◆ **Task details**: Restate exactly, and only, the lines from the one containing "195L252 241L298 268L300" through the end of the entries, keeping both endpoints.

◆ **Input data**:
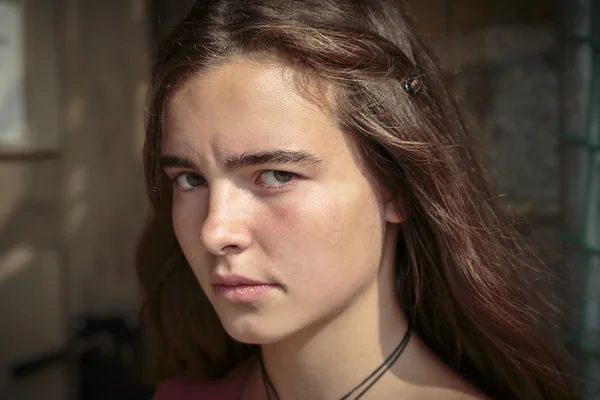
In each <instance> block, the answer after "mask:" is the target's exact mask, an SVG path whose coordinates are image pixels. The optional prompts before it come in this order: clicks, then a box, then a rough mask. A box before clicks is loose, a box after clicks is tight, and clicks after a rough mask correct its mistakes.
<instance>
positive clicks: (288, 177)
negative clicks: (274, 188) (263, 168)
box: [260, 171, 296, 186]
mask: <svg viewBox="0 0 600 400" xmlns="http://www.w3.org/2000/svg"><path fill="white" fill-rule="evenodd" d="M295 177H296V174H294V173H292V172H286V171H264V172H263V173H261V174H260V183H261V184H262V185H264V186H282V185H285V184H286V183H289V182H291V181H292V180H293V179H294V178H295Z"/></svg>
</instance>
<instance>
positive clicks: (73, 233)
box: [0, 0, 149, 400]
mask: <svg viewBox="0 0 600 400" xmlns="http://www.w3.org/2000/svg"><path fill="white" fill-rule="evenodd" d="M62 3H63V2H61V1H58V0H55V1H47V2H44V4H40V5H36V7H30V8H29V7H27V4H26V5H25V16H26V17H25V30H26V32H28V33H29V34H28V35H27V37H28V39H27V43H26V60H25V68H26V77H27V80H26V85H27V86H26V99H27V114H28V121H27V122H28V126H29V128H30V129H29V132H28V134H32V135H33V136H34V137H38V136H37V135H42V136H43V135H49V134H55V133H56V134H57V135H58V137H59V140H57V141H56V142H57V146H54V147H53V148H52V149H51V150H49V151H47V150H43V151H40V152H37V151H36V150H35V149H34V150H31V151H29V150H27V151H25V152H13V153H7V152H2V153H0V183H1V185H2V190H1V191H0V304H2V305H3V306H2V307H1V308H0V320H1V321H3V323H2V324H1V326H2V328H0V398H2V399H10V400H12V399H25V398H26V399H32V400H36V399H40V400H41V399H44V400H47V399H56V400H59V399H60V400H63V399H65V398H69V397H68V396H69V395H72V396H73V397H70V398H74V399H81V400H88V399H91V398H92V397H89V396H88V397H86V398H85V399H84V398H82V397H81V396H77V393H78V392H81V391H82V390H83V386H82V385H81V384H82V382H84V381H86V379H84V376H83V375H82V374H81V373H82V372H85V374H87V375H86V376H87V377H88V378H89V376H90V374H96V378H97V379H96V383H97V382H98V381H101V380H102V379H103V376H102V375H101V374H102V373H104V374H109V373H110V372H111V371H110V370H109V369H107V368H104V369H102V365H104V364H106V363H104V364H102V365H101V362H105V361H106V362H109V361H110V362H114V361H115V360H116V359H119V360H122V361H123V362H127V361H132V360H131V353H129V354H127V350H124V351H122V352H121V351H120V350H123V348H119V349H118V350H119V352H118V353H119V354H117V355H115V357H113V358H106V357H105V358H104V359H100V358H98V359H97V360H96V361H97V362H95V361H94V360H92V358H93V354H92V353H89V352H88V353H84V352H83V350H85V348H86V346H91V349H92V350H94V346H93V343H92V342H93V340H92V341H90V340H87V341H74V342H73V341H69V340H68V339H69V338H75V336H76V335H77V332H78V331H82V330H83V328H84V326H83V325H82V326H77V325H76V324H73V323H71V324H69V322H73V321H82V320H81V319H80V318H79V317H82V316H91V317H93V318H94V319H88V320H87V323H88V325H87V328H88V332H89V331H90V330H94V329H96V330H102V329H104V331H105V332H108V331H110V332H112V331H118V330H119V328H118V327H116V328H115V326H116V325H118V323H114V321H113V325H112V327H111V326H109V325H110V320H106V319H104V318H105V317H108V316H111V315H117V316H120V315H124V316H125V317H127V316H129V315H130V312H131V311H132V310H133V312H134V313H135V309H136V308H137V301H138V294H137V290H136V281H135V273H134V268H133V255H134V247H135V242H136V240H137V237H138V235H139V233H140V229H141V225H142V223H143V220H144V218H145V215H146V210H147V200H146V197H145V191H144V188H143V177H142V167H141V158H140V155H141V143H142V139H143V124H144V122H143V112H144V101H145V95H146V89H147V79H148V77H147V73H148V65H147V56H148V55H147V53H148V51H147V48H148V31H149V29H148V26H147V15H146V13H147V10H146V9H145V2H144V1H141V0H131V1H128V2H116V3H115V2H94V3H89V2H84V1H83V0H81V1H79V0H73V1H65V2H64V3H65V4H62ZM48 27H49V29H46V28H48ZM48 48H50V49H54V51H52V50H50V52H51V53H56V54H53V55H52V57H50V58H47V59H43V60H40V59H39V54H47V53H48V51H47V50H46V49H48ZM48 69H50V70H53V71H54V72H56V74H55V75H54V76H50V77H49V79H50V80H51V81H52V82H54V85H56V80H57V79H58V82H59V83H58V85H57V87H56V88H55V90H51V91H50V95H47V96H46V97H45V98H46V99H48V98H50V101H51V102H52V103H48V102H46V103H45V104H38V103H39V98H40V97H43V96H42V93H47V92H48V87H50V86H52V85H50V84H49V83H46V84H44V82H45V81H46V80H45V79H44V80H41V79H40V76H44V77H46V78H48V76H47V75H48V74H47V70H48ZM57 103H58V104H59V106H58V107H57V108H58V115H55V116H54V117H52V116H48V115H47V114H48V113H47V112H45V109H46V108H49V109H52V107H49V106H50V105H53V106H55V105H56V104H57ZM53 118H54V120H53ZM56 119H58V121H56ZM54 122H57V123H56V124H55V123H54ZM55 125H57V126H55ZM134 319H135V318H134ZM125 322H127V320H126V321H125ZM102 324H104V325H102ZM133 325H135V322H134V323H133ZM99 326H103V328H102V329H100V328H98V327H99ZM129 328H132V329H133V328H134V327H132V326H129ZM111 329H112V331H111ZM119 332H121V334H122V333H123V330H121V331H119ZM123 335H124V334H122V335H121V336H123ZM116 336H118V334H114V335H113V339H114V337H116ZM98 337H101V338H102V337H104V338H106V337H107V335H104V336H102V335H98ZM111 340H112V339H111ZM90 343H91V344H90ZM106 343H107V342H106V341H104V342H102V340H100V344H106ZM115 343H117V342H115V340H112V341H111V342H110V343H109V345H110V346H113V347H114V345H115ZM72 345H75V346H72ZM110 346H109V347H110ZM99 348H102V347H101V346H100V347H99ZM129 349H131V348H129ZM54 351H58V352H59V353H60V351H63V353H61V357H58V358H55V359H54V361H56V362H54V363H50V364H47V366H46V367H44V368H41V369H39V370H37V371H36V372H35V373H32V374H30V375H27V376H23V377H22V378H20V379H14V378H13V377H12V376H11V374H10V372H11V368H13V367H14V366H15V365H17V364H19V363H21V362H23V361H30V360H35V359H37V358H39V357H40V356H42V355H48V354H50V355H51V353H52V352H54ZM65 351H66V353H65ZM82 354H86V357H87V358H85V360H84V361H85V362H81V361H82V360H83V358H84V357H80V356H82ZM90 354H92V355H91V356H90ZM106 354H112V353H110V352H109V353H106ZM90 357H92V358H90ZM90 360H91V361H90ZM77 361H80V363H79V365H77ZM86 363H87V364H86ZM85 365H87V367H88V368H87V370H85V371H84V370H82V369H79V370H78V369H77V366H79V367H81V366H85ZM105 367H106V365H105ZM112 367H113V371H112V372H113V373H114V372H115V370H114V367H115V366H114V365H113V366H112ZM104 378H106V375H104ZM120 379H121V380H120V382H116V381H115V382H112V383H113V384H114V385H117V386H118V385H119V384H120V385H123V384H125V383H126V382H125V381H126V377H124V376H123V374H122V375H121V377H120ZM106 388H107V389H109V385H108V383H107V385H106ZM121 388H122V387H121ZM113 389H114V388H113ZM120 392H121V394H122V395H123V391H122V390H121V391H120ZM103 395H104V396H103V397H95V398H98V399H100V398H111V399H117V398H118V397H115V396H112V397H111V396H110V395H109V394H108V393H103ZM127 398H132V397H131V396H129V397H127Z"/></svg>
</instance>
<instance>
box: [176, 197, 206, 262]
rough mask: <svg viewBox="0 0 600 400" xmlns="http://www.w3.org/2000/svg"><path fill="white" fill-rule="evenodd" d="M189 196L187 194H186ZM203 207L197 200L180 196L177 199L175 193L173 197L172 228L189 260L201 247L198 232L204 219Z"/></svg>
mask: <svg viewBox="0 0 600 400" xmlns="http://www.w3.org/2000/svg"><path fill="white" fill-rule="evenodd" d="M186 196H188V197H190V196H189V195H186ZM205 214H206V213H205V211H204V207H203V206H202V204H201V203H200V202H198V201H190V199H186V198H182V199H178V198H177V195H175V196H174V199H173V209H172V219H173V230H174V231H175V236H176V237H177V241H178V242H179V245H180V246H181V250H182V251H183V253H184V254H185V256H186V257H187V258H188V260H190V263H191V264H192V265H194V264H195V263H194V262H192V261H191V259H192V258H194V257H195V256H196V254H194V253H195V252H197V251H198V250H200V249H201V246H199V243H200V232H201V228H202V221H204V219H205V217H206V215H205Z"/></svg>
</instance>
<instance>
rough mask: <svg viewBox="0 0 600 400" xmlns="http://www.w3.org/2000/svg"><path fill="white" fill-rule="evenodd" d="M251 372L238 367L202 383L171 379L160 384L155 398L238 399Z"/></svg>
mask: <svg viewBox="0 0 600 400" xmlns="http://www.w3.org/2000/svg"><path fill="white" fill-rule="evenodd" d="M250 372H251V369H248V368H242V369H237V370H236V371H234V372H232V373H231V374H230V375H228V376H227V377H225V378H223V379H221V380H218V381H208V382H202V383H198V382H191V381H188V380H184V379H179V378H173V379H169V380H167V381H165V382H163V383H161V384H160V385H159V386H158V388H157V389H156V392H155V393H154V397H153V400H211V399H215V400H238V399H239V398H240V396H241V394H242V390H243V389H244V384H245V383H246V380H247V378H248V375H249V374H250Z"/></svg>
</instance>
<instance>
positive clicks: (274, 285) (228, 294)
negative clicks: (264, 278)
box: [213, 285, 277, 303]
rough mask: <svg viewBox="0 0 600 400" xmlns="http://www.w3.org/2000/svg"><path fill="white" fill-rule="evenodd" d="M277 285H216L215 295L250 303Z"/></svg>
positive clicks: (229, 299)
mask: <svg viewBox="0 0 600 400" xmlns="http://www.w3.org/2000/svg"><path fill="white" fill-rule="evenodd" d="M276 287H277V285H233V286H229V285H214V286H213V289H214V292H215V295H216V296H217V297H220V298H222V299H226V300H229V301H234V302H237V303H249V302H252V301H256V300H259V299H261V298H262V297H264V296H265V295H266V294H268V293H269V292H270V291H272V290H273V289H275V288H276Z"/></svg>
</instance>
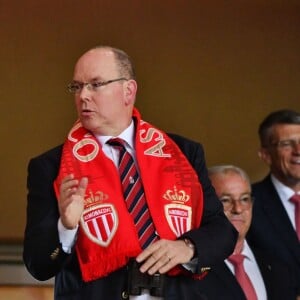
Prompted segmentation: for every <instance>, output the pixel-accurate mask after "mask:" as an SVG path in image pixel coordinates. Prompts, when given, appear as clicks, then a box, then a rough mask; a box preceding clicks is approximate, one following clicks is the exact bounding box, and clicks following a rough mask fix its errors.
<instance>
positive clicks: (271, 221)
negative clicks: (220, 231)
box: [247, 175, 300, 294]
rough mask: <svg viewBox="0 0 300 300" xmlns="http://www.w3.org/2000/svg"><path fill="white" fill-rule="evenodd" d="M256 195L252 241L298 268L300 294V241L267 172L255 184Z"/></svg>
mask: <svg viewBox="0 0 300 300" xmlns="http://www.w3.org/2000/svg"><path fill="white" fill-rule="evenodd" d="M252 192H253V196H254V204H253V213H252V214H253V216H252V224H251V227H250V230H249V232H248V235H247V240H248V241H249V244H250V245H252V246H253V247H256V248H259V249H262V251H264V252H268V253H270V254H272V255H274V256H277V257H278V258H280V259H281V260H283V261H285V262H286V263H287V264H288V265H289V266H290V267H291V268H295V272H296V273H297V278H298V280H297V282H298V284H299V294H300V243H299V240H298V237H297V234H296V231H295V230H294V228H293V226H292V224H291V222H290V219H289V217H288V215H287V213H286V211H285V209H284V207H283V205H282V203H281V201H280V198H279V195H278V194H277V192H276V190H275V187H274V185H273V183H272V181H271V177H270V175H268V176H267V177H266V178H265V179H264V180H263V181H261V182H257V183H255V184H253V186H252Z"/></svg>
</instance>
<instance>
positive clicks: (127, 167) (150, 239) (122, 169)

◆ **Solution**:
rough mask: <svg viewBox="0 0 300 300" xmlns="http://www.w3.org/2000/svg"><path fill="white" fill-rule="evenodd" d="M256 195L252 241L298 268L300 294V241L267 172L255 184Z"/></svg>
mask: <svg viewBox="0 0 300 300" xmlns="http://www.w3.org/2000/svg"><path fill="white" fill-rule="evenodd" d="M252 192H253V196H254V204H253V213H252V214H253V216H252V224H251V227H250V230H249V232H248V235H247V240H248V241H249V244H250V245H252V246H253V247H256V248H259V249H262V251H264V252H268V253H270V254H272V255H274V256H277V257H278V258H280V259H281V260H283V261H285V262H286V263H287V264H288V265H289V266H290V267H291V268H295V272H296V273H297V278H298V280H297V282H298V284H299V294H300V243H299V240H298V237H297V234H296V231H295V230H294V228H293V226H292V224H291V222H290V219H289V217H288V215H287V213H286V211H285V209H284V207H283V205H282V203H281V201H280V198H279V195H278V194H277V192H276V190H275V187H274V185H273V183H272V181H271V177H270V175H268V176H267V177H266V178H265V179H264V180H263V181H261V182H257V183H255V184H253V186H252Z"/></svg>
</instance>
<instance>
positive clicks: (127, 167) (150, 239) (122, 169)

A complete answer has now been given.